Find the line containing "Practice. Spot the brown". Reproduce it and every line after it up to the end of the records, exactly as written.

# START OF WORKING DATA

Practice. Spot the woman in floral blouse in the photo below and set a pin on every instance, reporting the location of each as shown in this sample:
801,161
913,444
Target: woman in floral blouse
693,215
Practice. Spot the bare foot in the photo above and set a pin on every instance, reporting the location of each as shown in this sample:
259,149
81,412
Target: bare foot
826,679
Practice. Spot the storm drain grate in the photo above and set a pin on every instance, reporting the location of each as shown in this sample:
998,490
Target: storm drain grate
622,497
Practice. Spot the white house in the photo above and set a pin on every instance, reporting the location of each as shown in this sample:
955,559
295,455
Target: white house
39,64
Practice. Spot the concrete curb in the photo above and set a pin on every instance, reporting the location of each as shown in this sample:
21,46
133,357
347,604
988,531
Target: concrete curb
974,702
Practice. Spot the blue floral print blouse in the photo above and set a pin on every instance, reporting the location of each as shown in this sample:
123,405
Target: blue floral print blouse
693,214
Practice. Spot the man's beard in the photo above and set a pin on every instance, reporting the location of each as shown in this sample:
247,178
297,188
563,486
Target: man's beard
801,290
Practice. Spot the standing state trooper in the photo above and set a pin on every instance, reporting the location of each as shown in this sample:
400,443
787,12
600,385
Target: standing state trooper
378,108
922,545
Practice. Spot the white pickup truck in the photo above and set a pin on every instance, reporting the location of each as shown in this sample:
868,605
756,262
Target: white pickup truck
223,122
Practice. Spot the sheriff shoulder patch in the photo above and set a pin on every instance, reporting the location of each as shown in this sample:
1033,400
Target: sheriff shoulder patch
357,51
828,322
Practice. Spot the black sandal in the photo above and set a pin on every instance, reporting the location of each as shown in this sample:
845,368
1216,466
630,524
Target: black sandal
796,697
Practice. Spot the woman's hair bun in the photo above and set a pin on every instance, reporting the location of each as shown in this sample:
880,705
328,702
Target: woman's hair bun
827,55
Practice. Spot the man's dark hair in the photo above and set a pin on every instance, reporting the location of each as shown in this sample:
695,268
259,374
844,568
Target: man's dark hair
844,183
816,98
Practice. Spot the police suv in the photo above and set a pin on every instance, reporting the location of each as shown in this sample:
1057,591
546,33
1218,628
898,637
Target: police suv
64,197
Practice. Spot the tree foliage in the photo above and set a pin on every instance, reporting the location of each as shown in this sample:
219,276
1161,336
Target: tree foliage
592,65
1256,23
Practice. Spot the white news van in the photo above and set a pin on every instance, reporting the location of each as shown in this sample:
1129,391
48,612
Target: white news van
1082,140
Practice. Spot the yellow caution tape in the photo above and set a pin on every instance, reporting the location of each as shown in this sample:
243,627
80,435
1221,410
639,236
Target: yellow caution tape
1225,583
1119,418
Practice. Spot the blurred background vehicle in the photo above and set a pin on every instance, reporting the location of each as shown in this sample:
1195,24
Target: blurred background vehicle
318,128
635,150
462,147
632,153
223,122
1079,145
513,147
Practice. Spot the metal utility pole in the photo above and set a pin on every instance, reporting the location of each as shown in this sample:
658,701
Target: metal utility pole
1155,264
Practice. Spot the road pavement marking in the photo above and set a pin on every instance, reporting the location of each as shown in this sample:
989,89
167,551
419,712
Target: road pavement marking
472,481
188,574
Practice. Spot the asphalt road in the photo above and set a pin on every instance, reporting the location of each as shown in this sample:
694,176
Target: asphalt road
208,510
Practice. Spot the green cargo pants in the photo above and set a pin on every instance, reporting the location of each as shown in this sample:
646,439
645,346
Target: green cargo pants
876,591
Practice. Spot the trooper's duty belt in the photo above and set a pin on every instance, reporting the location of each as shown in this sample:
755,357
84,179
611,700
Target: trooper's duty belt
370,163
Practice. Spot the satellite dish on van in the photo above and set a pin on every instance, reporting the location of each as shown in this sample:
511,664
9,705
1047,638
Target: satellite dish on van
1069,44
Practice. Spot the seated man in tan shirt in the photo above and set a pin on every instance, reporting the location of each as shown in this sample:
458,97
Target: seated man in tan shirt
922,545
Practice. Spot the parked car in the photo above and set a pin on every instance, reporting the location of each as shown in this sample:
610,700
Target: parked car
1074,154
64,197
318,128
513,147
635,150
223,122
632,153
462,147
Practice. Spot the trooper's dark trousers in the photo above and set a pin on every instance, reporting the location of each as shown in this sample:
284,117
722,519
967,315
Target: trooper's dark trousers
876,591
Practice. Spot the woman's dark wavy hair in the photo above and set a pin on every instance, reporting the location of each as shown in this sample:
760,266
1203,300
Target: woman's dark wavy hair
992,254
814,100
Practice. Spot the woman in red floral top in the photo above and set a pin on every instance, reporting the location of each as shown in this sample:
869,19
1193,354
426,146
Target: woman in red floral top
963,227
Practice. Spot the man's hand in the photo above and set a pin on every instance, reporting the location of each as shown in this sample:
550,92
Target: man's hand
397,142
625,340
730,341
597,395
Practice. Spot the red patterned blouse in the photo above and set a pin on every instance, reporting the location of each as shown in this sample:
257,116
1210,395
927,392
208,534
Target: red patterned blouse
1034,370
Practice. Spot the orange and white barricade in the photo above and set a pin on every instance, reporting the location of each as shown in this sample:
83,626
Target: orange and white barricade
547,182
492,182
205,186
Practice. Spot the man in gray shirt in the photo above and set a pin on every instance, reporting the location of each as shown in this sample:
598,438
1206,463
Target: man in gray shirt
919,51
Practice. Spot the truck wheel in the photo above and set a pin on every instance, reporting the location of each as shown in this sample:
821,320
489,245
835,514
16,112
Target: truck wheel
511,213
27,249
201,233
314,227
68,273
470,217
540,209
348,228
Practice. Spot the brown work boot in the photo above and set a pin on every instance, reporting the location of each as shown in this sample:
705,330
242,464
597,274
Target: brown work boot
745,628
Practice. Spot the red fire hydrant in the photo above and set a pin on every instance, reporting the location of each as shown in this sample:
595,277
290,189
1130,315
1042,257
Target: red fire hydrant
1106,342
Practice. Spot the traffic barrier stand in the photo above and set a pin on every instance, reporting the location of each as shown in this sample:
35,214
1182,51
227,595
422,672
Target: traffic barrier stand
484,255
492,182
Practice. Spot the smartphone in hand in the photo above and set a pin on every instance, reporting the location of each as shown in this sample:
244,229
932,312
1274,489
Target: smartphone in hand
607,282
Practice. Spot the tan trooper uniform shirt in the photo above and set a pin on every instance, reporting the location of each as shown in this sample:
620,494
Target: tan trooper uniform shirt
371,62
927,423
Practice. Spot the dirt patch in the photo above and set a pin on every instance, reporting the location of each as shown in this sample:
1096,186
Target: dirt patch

# END OF WORKING DATA

[RESULT OF THIS TASK]
Practice. Spot the brown work boot in the photo above and set a pin on every instance, reporting the location of each as shown in this sample:
705,330
242,464
597,274
Target: brown work boot
745,628
Practice. Spot the red fire hydrant in the photo above and set a pin on every instance, reporting the location of each as shown in this sample:
595,277
290,189
1130,315
1042,257
Target: red fire hydrant
1106,342
Practice. Spot the traffic barrier stand in the photo above and set a pin on every instance, reporting the location of each as shown in this sample:
35,214
1182,51
227,595
422,672
Target: traffic barrier stand
484,255
492,182
Practice. Spot the smartphone in hand in the photo above and set a pin on every instance, reporting the location of each as shown in this sample:
244,229
932,312
1274,489
Target: smartphone in hand
607,282
Practice. Spot the tan trooper uniform shirt in the photo above and set a pin on every instance, reporting the location of each as shown in this sample:
620,494
Target: tan trooper uniform shirt
371,62
927,423
Practice. Spot the dirt patch in the photo above and set a pin on every instance, reporting the location of each as shown in this sample:
1096,186
Target: dirt patch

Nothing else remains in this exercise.